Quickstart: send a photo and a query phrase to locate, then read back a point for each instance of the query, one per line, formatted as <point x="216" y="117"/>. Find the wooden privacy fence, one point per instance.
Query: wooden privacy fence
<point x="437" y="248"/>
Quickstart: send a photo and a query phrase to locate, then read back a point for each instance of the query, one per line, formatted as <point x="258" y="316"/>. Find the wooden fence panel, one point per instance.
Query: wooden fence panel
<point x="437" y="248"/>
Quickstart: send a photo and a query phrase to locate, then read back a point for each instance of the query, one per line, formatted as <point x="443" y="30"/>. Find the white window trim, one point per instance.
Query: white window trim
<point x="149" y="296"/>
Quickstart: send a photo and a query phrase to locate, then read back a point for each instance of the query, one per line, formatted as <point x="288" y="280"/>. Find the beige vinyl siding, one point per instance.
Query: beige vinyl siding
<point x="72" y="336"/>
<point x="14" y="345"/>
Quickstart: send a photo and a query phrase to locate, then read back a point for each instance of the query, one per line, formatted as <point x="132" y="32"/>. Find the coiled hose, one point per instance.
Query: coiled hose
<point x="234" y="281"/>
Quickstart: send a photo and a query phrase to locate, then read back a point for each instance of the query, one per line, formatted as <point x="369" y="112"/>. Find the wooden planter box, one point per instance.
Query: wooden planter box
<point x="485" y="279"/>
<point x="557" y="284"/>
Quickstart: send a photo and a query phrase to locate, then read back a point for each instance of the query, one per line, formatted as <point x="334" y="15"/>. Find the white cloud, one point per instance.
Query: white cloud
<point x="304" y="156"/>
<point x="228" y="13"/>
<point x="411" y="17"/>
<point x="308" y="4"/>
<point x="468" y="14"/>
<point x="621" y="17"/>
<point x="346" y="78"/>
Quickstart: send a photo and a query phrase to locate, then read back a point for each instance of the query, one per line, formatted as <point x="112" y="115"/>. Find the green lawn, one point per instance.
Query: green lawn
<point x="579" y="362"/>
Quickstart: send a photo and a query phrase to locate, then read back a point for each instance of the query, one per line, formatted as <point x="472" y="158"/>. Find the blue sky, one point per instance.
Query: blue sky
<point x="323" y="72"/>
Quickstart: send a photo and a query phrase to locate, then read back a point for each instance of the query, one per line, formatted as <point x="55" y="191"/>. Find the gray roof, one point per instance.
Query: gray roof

++++++++

## YOUR INSTRUCTIONS
Rewrite all of the entries with "one point per instance" changed to "one point for each instance" wherever it occurs, leaving everything else as it is.

## WRITTEN ANSWER
Quickstart: send a photo and a query phrase to locate, then read back a point for each instance of the query, one per line, formatted as <point x="216" y="117"/>. Find the wooden privacy fence, one point for each instance.
Query: wooden privacy fence
<point x="437" y="248"/>
Quickstart: send a photo and a query phrase to locate, then read back a point for each instance of the query, one per line, formatted as <point x="258" y="316"/>. Find the wooden fence panel, one point for each instance.
Query: wooden fence panel
<point x="437" y="248"/>
Quickstart: send a photo and a query phrase to locate, then read back a point for each instance of the query, one per line, formatted as <point x="443" y="30"/>. Find the white window trim, one point for each instance.
Query: white window trim
<point x="149" y="296"/>
Quickstart: send a photo and a query phrase to locate, then read back a point for each instance of the query, one per line, formatted as <point x="288" y="280"/>. Find the beige vinyl siding, one point for each instance.
Query: beige vinyl siding
<point x="72" y="336"/>
<point x="14" y="345"/>
Quickstart: send a photo and a query phrase to locate, then read back a point for each instance of the query, one per line, formatted as <point x="132" y="32"/>. Find the coiled hose, one point for each instance.
Query: coiled hose
<point x="234" y="281"/>
Quickstart: send a photo and a query phrase to locate, then read back a point for each instance of the query, one per line, formatted as <point x="369" y="112"/>. Find the wooden planter box, one point for each instance.
Query: wooden planter box
<point x="485" y="279"/>
<point x="557" y="284"/>
Quickstart: send a photo and a query phrase to locate, then read back a point for each instance of the query, one per line, formatted as <point x="334" y="15"/>. Find the white cloud, one point for each instance.
Query: white cloud
<point x="304" y="156"/>
<point x="228" y="13"/>
<point x="411" y="17"/>
<point x="308" y="4"/>
<point x="468" y="14"/>
<point x="621" y="17"/>
<point x="346" y="78"/>
Quickstart: send a photo and a query phrase to locate, then read back a point for each instance of the query, one per line, formatted as <point x="112" y="115"/>. Find the green lawn, one point for each instance.
Query: green lawn
<point x="579" y="362"/>
Quickstart: send a photo and a query phrase to locate, then read back a point for each instance of the query, one per line, formatted as <point x="472" y="158"/>. Find the blue sky, one point for each instance.
Query: blue sky
<point x="323" y="72"/>
Quickstart: send a photo and a query phrase to locate, then read back a point for each instance of the query, one per line, formatted as <point x="55" y="191"/>. Find the gray roof, one point for each instance.
Query: gray roof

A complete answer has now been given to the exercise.